***** MATERIAL FOR THIS EXERCISE

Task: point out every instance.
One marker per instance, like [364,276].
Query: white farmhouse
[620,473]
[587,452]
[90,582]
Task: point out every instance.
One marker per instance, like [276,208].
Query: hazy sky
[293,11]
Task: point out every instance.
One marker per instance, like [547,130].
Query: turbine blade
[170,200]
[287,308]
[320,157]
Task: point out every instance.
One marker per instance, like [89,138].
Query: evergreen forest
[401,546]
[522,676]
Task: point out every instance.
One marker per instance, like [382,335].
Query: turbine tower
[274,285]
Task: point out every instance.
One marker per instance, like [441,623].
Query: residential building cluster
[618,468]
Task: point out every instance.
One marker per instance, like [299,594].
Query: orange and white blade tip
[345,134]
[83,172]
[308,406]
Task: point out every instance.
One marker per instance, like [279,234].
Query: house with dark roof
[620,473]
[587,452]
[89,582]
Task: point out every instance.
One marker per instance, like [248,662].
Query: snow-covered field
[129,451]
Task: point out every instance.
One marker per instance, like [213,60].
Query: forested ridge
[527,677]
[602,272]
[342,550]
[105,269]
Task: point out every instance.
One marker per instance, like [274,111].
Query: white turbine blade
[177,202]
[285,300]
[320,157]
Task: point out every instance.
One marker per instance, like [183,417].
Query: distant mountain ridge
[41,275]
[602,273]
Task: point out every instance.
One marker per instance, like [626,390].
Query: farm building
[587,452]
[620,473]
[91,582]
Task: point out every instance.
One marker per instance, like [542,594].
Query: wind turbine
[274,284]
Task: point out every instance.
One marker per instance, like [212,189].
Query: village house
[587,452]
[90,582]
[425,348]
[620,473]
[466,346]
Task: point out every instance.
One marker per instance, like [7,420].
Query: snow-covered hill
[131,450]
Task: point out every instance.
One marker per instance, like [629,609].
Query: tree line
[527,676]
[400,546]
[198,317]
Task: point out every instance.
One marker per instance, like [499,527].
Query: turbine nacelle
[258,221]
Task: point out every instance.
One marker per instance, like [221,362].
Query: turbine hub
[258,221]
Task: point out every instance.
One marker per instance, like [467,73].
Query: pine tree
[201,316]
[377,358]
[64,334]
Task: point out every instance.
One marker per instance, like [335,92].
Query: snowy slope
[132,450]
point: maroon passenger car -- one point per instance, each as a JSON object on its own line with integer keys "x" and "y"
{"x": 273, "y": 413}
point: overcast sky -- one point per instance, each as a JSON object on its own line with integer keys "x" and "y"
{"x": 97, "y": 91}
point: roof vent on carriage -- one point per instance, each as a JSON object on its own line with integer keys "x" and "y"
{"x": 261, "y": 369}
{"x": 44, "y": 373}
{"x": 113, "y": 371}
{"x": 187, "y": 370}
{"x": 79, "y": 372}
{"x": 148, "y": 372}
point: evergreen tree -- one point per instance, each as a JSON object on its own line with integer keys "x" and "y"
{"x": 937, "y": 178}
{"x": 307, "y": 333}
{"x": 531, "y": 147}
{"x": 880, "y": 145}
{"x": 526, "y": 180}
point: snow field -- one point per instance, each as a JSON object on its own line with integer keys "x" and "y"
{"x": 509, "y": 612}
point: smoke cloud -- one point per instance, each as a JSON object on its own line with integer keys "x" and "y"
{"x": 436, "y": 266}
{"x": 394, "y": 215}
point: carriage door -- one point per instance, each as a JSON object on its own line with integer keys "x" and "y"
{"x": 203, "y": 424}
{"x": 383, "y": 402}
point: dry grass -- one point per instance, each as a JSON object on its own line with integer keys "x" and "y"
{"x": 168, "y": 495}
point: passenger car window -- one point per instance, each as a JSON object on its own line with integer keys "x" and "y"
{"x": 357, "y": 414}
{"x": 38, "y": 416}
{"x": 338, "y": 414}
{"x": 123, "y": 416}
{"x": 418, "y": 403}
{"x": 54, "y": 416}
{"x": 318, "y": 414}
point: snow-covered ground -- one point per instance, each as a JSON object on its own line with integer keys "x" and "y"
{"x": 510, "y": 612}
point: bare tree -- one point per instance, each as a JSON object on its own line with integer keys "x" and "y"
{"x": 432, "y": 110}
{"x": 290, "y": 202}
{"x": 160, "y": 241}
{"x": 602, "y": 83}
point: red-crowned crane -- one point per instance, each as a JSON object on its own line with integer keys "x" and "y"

**********

YOUR ASSIGNMENT: The output should restate the data exactly, with no line missing.

ANSWER SECTION:
Task: point out every instance.
One marker per instance, like [364,276].
Query: white farmhouse
[620,473]
[587,452]
[90,582]
Task: point out every instance.
One marker per instance, like [276,208].
Query: hazy sky
[293,11]
Task: point out every instance.
One marker per instance, like [547,130].
Query: turbine blade
[170,200]
[287,308]
[320,157]
Task: point out every instance.
One marker per instance, like [89,138].
Query: evergreen forest
[401,546]
[522,676]
Task: point out every instance.
One marker per instance, like [382,335].
Query: turbine tower
[274,285]
Task: point out every instance.
One marker per instance, like [441,623].
Query: residential building cluster
[618,468]
Task: point out every instance.
One marker per instance, like [299,594].
Query: orange and white blade tip
[345,134]
[83,172]
[308,406]
Task: point out every instance.
One marker per instance, like [279,234].
Query: house with dark roof
[620,473]
[587,452]
[89,582]
Task: point out every instance.
One marker per instance, like [248,662].
Query: snow-covered field
[129,451]
Task: point out every instance.
One marker per instance, like [213,60].
Query: forested ridge
[527,677]
[602,272]
[342,550]
[105,269]
Task: point out every instance.
One marker per instance, like [274,111].
Query: white turbine blade
[177,202]
[285,300]
[320,157]
Task: point out every instance.
One marker per instance, like [183,417].
Query: distant mountain ridge
[41,275]
[602,273]
Task: point out every instance.
One marker per instance, like [626,390].
Query: farm building
[587,452]
[620,473]
[91,582]
Task: point out every instance.
One marker per instance, like [542,594].
Query: wind turbine
[274,284]
Task: point out every instance.
One marker per instance, like [212,189].
Query: village house
[587,452]
[90,582]
[425,348]
[620,473]
[466,346]
Task: point out every instance.
One marker per instance, like [7,420].
Query: snow-covered hill
[131,450]
Task: point out every instance.
One marker per instance, like [629,609].
Query: tree line
[527,676]
[400,546]
[198,317]
Task: point out every instance.
One marker per instance, like [499,527].
Query: turbine nacelle
[258,221]
Task: point out every instance.
One marker per instance, like [221,362].
Query: turbine hub
[258,221]
Task: point out every instance.
One marker per instance, like [467,73].
Query: pine tree
[201,316]
[377,358]
[64,334]
Task: point out every instance.
One marker per instance, like [335,92].
Query: snowy slope
[132,450]
point: maroon passenger car -- one point per instance, each as a JSON object on its own line with integer keys "x" and "y"
{"x": 273, "y": 413}
point: overcast sky -- one point per instance, each as a JSON object on its own line with integer keys "x" and "y"
{"x": 97, "y": 91}
point: roof vent on carriage -- one point per instance, each as a JSON object on its own line with integer keys "x" and "y"
{"x": 261, "y": 369}
{"x": 44, "y": 373}
{"x": 113, "y": 371}
{"x": 187, "y": 370}
{"x": 79, "y": 372}
{"x": 148, "y": 372}
point: evergreen tree -- one point per instance, each as a JSON object on its own line with integer keys "x" and "y"
{"x": 937, "y": 178}
{"x": 307, "y": 333}
{"x": 531, "y": 147}
{"x": 880, "y": 145}
{"x": 526, "y": 180}
point: snow field -- one point per instance, each as a JSON object on its own line with integer keys "x" and "y"
{"x": 509, "y": 612}
point: smoke cloud -- one point per instance, each as a JSON object on its own line with integer keys "x" and "y"
{"x": 436, "y": 266}
{"x": 394, "y": 215}
point: carriage door -- one point per instance, each as a JSON object on its own line with integer keys "x" and "y"
{"x": 203, "y": 424}
{"x": 383, "y": 402}
point: dry grass -- one point per instance, each as a JSON object on its own line with integer keys "x" and "y"
{"x": 168, "y": 495}
point: passenger car window -- one point per instance, each as a JSON object on its own line with integer keys "x" and "y"
{"x": 357, "y": 414}
{"x": 38, "y": 416}
{"x": 338, "y": 414}
{"x": 123, "y": 416}
{"x": 418, "y": 403}
{"x": 54, "y": 416}
{"x": 318, "y": 414}
point: snow-covered ground -- one point per instance, each as a JSON object on its own line with integer keys "x" and "y"
{"x": 510, "y": 612}
point: bare tree -- one point per instance, each as a JSON object on its own line with integer keys "x" and "y"
{"x": 432, "y": 110}
{"x": 290, "y": 202}
{"x": 160, "y": 241}
{"x": 602, "y": 83}
point: red-crowned crane -- one point per instance, each as a JSON object on its own line with integer keys "x" and "y"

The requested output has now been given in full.